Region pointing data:

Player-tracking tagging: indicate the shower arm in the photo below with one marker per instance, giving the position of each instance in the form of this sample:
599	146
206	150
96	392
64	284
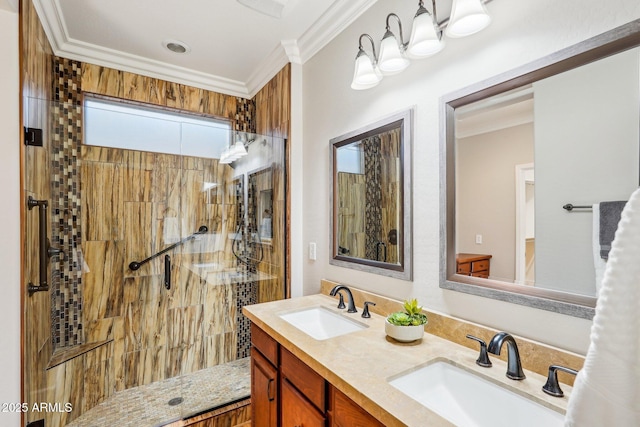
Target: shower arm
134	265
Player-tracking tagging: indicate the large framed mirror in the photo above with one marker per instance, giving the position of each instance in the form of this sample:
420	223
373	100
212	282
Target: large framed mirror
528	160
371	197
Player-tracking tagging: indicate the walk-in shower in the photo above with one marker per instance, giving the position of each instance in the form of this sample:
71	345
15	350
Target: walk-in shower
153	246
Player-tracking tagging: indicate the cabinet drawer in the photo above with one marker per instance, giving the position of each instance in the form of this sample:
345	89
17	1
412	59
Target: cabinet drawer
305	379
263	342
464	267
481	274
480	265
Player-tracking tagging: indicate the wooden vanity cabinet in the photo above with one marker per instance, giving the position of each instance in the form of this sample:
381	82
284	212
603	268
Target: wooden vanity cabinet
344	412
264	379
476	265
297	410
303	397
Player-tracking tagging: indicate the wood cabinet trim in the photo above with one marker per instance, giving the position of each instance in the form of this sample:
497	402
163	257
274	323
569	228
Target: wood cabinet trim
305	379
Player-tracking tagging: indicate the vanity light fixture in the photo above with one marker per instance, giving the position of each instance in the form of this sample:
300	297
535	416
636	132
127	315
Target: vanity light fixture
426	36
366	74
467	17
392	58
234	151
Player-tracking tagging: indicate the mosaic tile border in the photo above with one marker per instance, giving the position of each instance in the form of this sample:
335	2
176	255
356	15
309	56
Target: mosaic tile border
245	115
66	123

--

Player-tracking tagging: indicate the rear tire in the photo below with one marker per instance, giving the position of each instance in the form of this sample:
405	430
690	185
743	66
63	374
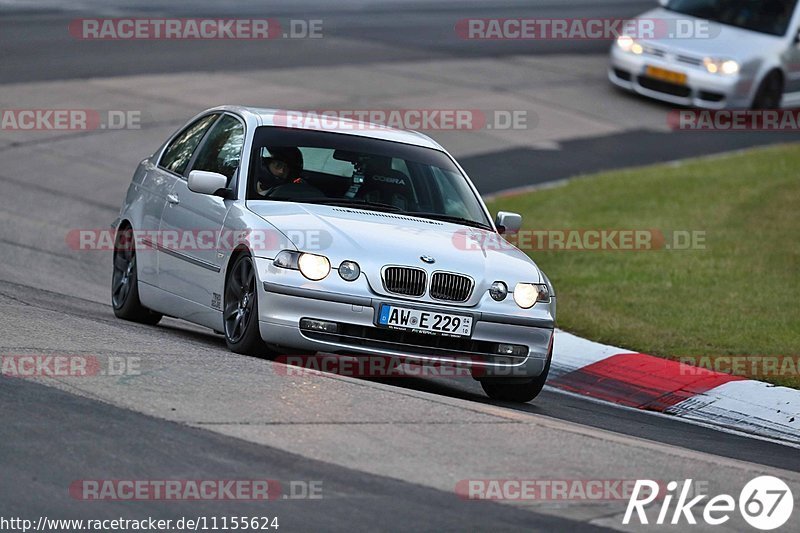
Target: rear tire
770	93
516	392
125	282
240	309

• **Aim of the task**
Respond with a number only, the count of lines in the entries where the string "below" occurs.

• **Problem solution**
2